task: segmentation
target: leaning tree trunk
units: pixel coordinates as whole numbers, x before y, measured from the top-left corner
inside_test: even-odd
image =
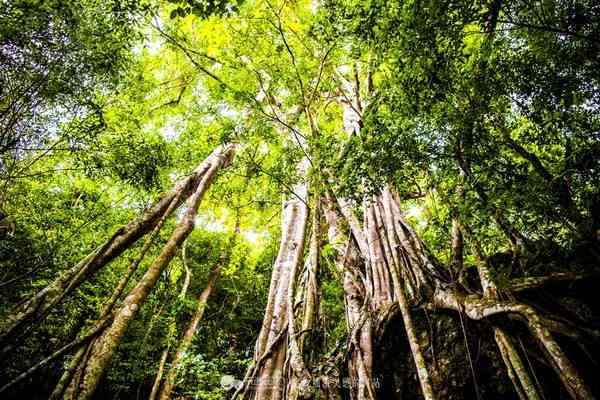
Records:
[[[181,286],[181,291],[179,292],[179,300],[181,301],[185,300],[185,295],[190,286],[190,280],[192,277],[192,271],[190,270],[190,267],[187,264],[186,244],[187,241],[183,242],[183,246],[181,248],[181,263],[183,265],[183,268],[185,269],[183,285]],[[156,371],[156,377],[154,378],[154,383],[152,384],[152,390],[150,391],[150,396],[148,396],[148,400],[156,399],[156,396],[158,396],[159,394],[158,391],[162,383],[163,374],[165,372],[165,364],[167,363],[167,357],[169,356],[169,349],[171,347],[170,336],[171,335],[169,334],[167,335],[167,345],[160,356],[160,361],[158,362],[158,370]]]
[[[0,346],[15,341],[21,332],[42,320],[66,295],[75,290],[103,266],[130,248],[139,238],[152,231],[158,221],[177,208],[197,187],[206,168],[203,163],[140,217],[119,228],[105,243],[65,271],[33,297],[13,309],[0,322]],[[175,207],[173,204],[175,203]]]
[[[177,249],[193,230],[198,206],[204,193],[219,170],[231,163],[233,154],[233,145],[219,147],[196,170],[196,178],[192,180],[194,185],[190,188],[192,195],[189,198],[185,215],[171,234],[159,256],[153,261],[144,276],[129,292],[121,307],[115,312],[112,323],[94,341],[88,350],[88,354],[83,356],[82,363],[78,368],[81,373],[75,374],[75,377],[71,379],[65,393],[66,398],[91,398],[129,323],[137,315],[141,305],[158,281],[160,274],[175,256]]]
[[[223,263],[220,263],[210,273],[208,282],[206,283],[206,287],[200,293],[200,296],[198,296],[198,304],[196,305],[194,315],[192,316],[192,319],[190,320],[190,323],[188,324],[185,333],[179,341],[179,345],[177,346],[177,350],[175,351],[175,355],[173,356],[173,361],[171,362],[171,367],[169,369],[169,372],[167,373],[167,377],[165,378],[165,382],[162,386],[162,389],[160,390],[160,395],[158,397],[160,400],[169,400],[171,398],[171,392],[173,390],[173,387],[175,386],[175,380],[181,368],[183,356],[189,349],[190,344],[192,343],[192,339],[196,334],[198,324],[200,323],[200,320],[202,320],[202,316],[204,315],[206,302],[208,301],[208,298],[210,297],[213,291],[217,279],[219,279],[222,267]],[[164,361],[161,362],[161,365],[164,365]]]

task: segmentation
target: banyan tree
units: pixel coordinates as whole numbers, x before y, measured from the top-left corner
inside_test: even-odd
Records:
[[[2,398],[600,396],[593,1],[109,3],[0,6]]]

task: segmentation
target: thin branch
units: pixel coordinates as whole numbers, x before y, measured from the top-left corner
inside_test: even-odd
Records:
[[[504,24],[508,24],[508,25],[512,25],[514,27],[516,27],[516,29],[518,28],[525,28],[525,29],[532,29],[532,30],[537,30],[537,31],[543,31],[543,32],[551,32],[551,33],[558,33],[560,35],[566,35],[566,36],[571,36],[577,39],[581,39],[581,40],[587,40],[591,43],[595,43],[595,44],[600,44],[600,39],[598,39],[597,36],[594,35],[581,35],[579,33],[576,32],[571,32],[565,29],[560,29],[560,28],[555,28],[553,26],[542,26],[542,25],[534,25],[534,24],[529,24],[526,22],[516,22],[513,20],[499,20],[498,22],[504,23]],[[501,29],[504,31],[507,30],[515,30],[515,29]],[[498,30],[496,30],[498,31]]]

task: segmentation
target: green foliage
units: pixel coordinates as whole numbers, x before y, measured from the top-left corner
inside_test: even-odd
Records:
[[[474,239],[500,281],[591,264],[578,252],[600,228],[593,1],[502,2],[500,10],[452,0],[317,3],[1,3],[0,313],[139,215],[216,146],[238,144],[187,240],[186,296],[177,258],[128,330],[100,397],[148,394],[162,352],[174,348],[221,264],[175,392],[228,395],[220,378],[242,378],[253,356],[281,200],[299,182],[355,205],[392,185],[444,265],[458,215],[472,232],[471,275]],[[348,103],[358,104],[344,95],[362,100],[351,137],[344,117]],[[304,157],[308,174],[297,168]],[[535,245],[522,270],[507,256],[499,214]],[[140,249],[30,332],[0,379],[89,326]],[[347,335],[334,253],[331,244],[321,249],[322,329],[307,341],[323,353]],[[65,363],[34,376],[27,394],[47,395]]]
[[[211,15],[225,16],[233,14],[243,3],[243,0],[168,0],[169,3],[176,4],[169,15],[171,19],[185,17],[193,14],[199,18],[208,18]]]
[[[470,225],[489,226],[501,209],[535,240],[551,235],[570,246],[565,218],[588,237],[598,226],[600,192],[583,183],[598,181],[598,159],[585,172],[569,167],[575,153],[596,148],[600,131],[600,75],[590,69],[598,10],[586,1],[501,4],[327,3],[321,34],[360,43],[381,82],[338,166],[340,186],[372,193],[393,182],[404,196],[436,188],[444,202],[457,202],[459,157],[471,169],[466,183],[487,193],[459,205]],[[587,222],[574,221],[574,209]],[[448,231],[448,219],[439,223],[432,229]]]
[[[30,151],[68,147],[60,125],[98,112],[139,39],[138,1],[5,1],[0,5],[0,177]],[[93,136],[96,129],[86,134]],[[7,176],[8,175],[8,176]]]

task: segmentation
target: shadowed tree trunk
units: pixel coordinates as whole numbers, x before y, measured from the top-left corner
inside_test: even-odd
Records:
[[[219,279],[219,275],[221,273],[221,268],[223,268],[225,264],[225,260],[222,259],[219,264],[212,270],[210,276],[208,277],[208,282],[204,290],[198,296],[198,303],[196,305],[196,310],[192,315],[192,319],[190,320],[183,336],[181,337],[179,344],[177,345],[177,350],[175,351],[175,355],[173,356],[173,360],[171,361],[171,366],[169,372],[167,373],[167,377],[165,378],[165,382],[162,385],[160,390],[159,399],[160,400],[168,400],[171,398],[171,392],[175,386],[175,380],[177,379],[177,375],[179,370],[181,369],[181,362],[183,361],[183,357],[185,353],[188,351],[190,345],[192,344],[192,339],[198,330],[198,324],[202,320],[202,316],[204,315],[204,310],[206,309],[206,302],[210,297],[215,283],[217,279]],[[188,281],[189,282],[189,281]],[[161,365],[164,365],[164,361],[161,361]],[[157,374],[157,380],[160,384],[159,375]]]

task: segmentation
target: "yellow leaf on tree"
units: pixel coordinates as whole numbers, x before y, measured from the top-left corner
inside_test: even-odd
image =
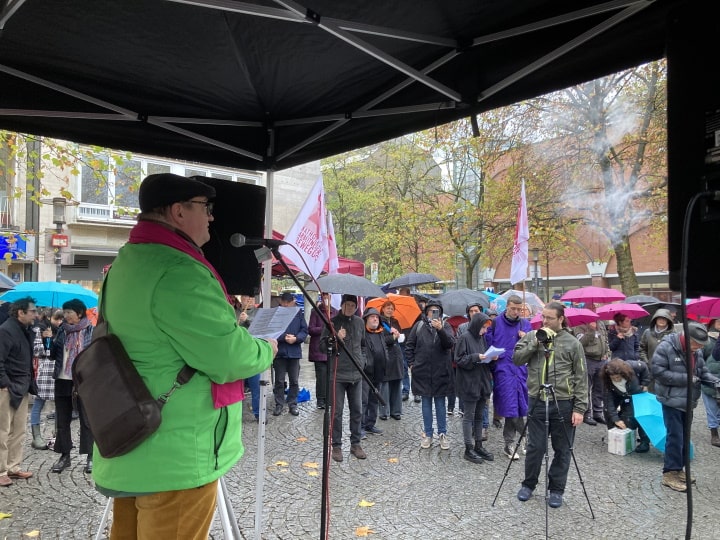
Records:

--------------------------------

* [What you are asked to do]
If a line of the material contains the word "trunk", count it; please reply with the total and nothing more.

* [Your solution]
2